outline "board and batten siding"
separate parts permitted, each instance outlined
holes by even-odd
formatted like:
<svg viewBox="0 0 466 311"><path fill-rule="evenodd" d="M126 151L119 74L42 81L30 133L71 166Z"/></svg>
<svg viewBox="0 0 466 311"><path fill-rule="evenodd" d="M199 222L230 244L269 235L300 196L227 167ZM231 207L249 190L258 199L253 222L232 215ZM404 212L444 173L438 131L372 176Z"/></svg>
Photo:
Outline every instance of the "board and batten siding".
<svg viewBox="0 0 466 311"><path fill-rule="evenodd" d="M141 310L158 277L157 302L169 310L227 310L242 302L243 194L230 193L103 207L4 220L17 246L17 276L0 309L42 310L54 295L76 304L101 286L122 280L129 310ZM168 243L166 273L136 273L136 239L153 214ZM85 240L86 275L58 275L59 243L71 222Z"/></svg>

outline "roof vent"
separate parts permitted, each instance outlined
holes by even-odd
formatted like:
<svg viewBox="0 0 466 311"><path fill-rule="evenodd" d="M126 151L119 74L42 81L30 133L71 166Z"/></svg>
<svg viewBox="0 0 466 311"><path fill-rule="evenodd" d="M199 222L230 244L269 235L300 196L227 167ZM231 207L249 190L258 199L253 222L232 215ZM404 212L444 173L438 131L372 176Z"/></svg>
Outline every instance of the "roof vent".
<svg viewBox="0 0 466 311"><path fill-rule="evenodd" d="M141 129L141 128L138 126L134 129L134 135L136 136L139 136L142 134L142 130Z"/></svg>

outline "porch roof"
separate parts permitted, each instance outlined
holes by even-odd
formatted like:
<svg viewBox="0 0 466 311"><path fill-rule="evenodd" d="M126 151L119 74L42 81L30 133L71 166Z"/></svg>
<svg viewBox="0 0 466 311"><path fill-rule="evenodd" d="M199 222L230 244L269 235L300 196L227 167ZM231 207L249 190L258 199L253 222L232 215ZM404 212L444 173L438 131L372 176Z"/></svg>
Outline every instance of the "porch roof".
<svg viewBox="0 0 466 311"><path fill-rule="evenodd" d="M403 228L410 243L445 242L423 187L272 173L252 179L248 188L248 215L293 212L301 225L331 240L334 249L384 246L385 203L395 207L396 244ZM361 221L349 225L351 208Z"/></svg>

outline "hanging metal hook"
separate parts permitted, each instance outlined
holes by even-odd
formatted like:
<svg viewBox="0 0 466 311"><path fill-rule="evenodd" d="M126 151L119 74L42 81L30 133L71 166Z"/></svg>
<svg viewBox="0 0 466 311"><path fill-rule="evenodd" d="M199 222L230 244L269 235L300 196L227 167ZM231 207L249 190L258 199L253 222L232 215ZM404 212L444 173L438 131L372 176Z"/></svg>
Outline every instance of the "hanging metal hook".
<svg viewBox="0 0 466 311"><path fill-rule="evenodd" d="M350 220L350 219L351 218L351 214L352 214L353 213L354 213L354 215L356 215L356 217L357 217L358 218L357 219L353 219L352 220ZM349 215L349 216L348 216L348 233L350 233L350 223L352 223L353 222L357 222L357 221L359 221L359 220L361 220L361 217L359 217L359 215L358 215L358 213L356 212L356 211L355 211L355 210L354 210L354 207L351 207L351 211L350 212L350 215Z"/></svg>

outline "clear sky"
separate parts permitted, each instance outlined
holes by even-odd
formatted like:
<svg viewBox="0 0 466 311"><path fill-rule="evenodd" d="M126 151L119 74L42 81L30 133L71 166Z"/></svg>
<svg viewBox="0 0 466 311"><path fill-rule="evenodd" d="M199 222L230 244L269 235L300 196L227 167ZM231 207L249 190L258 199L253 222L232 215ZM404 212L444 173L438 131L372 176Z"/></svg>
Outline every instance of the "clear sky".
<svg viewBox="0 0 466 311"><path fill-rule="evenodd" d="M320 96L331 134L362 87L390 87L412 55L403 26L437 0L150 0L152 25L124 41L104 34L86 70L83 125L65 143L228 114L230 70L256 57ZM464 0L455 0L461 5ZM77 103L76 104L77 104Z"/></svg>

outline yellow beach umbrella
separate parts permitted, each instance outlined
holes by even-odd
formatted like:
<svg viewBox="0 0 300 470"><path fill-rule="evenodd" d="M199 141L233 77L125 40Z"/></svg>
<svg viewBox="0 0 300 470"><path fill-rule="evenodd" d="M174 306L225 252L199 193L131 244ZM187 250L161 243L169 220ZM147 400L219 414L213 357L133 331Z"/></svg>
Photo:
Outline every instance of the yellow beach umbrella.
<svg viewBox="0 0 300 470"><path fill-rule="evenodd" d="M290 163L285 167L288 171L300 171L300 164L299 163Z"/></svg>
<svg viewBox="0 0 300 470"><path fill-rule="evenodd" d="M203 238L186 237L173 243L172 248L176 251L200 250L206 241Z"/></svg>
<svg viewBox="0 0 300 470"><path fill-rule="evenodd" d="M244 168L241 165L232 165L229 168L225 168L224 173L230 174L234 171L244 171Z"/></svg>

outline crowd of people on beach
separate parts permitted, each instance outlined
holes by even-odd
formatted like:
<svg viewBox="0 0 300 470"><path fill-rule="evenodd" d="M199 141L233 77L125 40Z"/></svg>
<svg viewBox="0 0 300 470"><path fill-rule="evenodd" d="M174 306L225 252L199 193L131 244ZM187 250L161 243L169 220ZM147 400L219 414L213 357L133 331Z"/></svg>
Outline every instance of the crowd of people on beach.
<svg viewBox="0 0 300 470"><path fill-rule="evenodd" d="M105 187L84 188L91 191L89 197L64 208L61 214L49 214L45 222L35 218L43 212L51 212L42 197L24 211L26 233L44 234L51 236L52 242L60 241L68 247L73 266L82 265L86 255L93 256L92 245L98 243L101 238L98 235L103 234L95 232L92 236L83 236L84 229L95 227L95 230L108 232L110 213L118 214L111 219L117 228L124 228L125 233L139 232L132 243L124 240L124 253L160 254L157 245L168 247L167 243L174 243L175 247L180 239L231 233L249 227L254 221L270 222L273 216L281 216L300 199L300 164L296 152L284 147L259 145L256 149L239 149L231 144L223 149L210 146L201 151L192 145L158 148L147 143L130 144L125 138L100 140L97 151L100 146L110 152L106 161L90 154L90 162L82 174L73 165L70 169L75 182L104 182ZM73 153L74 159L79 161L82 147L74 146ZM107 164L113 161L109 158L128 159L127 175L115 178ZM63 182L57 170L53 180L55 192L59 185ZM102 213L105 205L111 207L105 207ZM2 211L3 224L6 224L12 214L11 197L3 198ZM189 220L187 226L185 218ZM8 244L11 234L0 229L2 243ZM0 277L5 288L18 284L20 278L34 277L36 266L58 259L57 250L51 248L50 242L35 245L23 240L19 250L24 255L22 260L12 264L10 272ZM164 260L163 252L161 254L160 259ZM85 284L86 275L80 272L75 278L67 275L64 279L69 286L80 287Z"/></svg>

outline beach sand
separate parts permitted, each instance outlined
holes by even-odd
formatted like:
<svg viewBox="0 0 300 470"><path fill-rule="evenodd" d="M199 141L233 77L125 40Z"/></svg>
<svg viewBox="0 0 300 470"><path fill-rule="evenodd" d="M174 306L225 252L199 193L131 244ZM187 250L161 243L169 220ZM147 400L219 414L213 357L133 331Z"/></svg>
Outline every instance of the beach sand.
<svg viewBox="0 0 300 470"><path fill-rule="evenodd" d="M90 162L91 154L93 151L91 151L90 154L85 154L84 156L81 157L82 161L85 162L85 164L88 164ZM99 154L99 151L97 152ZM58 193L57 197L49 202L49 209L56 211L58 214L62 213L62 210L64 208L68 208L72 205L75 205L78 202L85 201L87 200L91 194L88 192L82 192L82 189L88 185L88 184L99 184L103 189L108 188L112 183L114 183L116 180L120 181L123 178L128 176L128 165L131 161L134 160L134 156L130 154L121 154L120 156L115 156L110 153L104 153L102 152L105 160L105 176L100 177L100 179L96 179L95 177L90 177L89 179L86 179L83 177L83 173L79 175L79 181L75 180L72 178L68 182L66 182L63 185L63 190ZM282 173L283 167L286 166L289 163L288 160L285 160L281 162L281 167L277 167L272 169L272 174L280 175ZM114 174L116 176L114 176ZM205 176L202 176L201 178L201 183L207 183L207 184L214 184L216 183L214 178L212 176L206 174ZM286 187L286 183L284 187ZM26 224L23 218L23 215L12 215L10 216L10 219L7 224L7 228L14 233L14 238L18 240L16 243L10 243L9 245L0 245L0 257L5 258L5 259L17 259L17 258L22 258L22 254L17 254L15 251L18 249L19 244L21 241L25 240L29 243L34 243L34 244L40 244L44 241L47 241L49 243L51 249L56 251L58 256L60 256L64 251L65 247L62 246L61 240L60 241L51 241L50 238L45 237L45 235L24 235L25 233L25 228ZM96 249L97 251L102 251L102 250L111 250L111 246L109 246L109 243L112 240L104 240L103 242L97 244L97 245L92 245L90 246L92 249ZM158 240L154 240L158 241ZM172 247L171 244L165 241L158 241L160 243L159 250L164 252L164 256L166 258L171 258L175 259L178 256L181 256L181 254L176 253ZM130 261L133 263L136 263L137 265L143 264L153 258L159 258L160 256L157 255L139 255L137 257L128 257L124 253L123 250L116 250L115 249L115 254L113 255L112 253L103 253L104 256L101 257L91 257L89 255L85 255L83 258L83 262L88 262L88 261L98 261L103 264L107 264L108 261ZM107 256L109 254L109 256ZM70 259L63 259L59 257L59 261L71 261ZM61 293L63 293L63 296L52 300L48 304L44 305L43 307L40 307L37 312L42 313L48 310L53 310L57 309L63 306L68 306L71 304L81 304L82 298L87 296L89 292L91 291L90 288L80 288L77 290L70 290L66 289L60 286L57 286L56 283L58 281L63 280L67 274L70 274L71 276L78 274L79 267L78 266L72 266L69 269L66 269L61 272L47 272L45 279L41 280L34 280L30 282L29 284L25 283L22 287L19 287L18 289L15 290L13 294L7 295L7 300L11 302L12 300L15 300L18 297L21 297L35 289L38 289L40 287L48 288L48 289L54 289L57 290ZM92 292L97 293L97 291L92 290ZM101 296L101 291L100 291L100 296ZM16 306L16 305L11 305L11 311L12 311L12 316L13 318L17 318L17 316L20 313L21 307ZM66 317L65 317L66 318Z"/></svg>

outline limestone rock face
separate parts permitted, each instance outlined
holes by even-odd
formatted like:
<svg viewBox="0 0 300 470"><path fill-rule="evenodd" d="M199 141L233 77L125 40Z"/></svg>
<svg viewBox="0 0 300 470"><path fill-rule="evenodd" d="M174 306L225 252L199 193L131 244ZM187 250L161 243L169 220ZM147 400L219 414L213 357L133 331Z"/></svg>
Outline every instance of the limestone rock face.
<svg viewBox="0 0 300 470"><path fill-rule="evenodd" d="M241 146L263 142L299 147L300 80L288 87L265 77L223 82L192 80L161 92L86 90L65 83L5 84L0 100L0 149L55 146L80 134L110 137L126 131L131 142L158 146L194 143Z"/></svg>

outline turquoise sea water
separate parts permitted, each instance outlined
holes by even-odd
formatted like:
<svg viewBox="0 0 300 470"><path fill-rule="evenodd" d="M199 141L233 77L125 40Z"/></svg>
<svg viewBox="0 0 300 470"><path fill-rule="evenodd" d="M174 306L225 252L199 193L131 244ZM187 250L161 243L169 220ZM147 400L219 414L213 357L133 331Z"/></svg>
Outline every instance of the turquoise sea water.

☆ ☆ ☆ ☆ ☆ ☆ ☆

Stated problem: Copy, word for word, every line from the one that contains "outline turquoise sea water" down to the last line of the entries, including both of those lines.

Completed exercise:
outline turquoise sea water
separate parts permitted, each instance outlined
holes by even-odd
formatted like:
<svg viewBox="0 0 300 470"><path fill-rule="evenodd" d="M199 141L233 77L125 40Z"/></svg>
<svg viewBox="0 0 300 470"><path fill-rule="evenodd" d="M174 306L225 252L199 193L131 244ZM187 250L161 243L169 220ZM147 400L219 414L213 357L133 331Z"/></svg>
Outline every instance of the turquoise sea water.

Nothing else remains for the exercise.